+++ DATA TO USE +++

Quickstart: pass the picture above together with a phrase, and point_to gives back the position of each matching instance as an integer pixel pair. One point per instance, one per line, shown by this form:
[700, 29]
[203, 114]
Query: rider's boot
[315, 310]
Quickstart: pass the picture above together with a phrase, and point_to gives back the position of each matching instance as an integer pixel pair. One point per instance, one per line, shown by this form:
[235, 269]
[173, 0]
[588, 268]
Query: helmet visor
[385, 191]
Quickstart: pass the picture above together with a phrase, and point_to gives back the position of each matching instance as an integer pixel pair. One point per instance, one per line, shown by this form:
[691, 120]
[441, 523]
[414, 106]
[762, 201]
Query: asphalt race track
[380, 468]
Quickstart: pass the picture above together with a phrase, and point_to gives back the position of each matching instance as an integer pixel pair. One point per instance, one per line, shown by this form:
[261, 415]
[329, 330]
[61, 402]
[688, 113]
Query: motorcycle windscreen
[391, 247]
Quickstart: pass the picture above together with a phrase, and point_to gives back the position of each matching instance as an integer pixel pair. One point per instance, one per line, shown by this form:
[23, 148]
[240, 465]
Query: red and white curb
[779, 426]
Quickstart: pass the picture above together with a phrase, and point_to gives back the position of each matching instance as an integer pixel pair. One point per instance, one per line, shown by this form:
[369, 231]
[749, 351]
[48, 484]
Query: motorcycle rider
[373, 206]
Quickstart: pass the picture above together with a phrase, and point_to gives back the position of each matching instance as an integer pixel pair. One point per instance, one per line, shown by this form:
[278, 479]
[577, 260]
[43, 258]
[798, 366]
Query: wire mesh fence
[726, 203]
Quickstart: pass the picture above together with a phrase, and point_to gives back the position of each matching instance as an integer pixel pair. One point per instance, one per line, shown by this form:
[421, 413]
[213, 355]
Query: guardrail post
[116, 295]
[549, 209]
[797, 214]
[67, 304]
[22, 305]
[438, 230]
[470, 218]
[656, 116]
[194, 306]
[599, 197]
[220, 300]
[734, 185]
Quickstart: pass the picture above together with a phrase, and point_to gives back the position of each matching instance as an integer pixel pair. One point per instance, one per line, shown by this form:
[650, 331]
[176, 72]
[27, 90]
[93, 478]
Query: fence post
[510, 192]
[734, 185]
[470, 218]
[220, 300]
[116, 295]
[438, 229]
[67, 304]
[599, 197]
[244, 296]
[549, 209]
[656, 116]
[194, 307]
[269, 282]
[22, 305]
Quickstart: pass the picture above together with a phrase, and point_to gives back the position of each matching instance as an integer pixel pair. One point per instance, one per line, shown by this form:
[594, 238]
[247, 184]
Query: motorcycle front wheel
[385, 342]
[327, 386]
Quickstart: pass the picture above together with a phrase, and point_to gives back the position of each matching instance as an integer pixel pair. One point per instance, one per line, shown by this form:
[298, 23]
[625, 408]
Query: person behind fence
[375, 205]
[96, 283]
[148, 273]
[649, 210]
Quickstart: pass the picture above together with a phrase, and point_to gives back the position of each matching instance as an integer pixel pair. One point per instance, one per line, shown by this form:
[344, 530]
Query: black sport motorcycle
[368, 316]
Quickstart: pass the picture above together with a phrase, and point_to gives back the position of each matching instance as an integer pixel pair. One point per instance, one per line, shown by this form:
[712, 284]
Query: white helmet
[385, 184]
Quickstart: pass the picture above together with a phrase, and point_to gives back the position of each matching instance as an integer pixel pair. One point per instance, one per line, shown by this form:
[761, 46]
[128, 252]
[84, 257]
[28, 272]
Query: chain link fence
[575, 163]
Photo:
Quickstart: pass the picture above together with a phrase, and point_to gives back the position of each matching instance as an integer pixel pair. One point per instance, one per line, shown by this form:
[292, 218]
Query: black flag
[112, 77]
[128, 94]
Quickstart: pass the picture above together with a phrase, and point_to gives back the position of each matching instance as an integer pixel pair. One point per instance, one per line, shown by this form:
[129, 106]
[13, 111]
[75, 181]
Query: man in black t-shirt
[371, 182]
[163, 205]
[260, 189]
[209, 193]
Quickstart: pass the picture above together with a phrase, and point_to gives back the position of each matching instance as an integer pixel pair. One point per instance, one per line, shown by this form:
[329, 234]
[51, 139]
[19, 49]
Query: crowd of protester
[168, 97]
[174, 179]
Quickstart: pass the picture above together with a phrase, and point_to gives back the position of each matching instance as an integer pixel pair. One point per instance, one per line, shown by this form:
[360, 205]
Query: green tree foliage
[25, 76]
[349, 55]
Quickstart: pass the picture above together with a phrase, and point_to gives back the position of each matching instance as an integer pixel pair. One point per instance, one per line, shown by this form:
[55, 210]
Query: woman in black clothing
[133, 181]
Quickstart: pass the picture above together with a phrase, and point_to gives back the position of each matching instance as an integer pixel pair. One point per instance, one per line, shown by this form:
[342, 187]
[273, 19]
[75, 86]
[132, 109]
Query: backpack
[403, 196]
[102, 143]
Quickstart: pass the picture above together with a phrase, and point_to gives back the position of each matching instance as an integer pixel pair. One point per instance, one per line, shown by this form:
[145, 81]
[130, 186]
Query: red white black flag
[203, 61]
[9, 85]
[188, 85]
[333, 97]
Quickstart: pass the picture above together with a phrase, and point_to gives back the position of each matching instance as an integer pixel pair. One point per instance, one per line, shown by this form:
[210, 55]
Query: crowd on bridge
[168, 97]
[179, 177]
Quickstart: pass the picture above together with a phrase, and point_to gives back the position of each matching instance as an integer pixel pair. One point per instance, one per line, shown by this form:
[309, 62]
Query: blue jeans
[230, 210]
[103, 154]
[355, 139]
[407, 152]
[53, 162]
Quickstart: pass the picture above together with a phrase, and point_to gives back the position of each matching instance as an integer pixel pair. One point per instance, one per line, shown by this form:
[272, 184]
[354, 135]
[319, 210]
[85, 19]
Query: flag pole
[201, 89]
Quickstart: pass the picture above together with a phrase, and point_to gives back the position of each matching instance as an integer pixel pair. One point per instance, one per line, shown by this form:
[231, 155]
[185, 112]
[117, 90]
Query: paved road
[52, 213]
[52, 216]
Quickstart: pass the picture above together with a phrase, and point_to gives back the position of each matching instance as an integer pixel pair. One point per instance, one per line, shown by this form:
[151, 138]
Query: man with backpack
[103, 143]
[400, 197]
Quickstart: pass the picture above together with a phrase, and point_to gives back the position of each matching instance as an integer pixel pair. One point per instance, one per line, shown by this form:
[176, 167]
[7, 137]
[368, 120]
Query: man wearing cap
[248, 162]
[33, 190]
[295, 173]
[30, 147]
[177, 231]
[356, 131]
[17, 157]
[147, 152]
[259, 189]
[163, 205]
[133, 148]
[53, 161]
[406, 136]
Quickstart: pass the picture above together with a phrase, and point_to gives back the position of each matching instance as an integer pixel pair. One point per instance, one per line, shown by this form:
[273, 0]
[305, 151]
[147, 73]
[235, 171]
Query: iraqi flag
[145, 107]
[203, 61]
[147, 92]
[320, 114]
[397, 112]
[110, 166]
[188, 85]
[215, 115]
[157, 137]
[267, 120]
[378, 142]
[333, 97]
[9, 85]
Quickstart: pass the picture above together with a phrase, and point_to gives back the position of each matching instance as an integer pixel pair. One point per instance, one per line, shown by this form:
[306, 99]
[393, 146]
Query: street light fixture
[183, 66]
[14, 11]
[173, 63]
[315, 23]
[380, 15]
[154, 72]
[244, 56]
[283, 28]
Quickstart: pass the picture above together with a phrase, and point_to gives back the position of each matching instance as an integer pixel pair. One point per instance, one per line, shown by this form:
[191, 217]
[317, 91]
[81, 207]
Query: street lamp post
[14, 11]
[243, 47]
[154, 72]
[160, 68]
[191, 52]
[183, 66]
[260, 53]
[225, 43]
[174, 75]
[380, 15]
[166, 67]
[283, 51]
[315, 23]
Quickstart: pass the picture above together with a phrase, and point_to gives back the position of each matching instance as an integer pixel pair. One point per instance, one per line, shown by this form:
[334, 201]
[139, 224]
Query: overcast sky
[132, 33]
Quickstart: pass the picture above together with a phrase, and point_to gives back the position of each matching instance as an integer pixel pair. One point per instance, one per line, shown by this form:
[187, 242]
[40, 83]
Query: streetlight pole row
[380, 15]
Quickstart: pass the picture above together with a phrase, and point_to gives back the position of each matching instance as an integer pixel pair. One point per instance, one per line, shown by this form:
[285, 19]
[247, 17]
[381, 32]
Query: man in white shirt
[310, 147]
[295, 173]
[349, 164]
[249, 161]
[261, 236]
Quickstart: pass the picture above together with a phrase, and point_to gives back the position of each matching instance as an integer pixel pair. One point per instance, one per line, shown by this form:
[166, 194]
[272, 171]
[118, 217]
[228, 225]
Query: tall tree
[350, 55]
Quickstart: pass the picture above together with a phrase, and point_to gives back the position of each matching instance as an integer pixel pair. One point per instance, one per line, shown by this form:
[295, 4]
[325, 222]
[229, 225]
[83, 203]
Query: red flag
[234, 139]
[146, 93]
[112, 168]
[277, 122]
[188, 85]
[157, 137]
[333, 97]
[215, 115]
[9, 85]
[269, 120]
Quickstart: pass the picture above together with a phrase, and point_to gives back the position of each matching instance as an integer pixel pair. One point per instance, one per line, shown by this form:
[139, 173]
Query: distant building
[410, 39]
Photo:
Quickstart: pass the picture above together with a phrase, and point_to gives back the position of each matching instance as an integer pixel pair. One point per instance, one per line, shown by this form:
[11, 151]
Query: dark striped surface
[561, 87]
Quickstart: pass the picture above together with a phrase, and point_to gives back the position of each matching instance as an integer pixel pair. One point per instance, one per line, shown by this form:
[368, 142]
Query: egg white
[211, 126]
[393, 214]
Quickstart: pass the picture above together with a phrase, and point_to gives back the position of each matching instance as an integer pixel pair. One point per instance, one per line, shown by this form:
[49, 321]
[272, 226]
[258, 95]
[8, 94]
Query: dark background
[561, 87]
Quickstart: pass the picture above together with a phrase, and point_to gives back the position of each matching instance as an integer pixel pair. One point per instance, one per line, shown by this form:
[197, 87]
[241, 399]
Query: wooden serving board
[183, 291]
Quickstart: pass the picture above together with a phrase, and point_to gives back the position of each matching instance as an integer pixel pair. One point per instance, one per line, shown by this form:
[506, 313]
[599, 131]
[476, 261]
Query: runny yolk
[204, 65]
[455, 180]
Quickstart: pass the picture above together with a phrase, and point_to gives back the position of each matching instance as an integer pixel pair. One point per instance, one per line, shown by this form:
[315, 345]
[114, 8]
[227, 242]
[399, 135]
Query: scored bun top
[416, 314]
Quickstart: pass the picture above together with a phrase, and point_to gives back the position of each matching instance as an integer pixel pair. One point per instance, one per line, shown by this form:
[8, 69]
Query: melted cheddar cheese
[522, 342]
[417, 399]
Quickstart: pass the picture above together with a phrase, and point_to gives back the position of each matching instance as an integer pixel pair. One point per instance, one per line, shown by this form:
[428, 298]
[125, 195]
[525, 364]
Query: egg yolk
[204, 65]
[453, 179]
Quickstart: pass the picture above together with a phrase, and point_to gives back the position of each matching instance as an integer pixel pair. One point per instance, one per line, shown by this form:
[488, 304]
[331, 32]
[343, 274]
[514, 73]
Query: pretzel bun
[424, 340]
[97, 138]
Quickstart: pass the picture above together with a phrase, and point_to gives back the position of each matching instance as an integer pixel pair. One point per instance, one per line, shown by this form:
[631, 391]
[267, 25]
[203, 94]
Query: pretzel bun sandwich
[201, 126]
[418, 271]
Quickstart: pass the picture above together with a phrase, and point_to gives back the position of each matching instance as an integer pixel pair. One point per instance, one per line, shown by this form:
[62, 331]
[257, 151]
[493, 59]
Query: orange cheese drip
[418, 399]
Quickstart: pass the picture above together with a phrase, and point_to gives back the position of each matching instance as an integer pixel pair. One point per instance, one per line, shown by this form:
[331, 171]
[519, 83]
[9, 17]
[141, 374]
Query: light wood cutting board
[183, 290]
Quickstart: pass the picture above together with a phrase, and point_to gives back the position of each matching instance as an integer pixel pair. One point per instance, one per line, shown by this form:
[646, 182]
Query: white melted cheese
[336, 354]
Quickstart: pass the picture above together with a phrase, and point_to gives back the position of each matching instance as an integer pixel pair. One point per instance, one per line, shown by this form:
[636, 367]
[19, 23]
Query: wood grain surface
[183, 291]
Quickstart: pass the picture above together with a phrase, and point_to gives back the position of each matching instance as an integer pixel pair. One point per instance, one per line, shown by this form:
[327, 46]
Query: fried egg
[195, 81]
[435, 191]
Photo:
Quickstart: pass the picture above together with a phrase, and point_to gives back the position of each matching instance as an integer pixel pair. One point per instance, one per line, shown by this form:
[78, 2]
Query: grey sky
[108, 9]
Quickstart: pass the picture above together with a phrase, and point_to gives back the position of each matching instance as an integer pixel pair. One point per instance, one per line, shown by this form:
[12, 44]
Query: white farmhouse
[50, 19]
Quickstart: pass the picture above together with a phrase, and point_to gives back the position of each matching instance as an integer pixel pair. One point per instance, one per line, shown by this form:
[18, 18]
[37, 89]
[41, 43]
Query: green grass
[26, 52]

+++

Select each line of the data above that contains the word "black".

## EXERCISE SOLUTION
Query: black sport motorcycle
Query: black flag
Query: man in black t-shirt
Query: woman in black clothing
Query: red white black flag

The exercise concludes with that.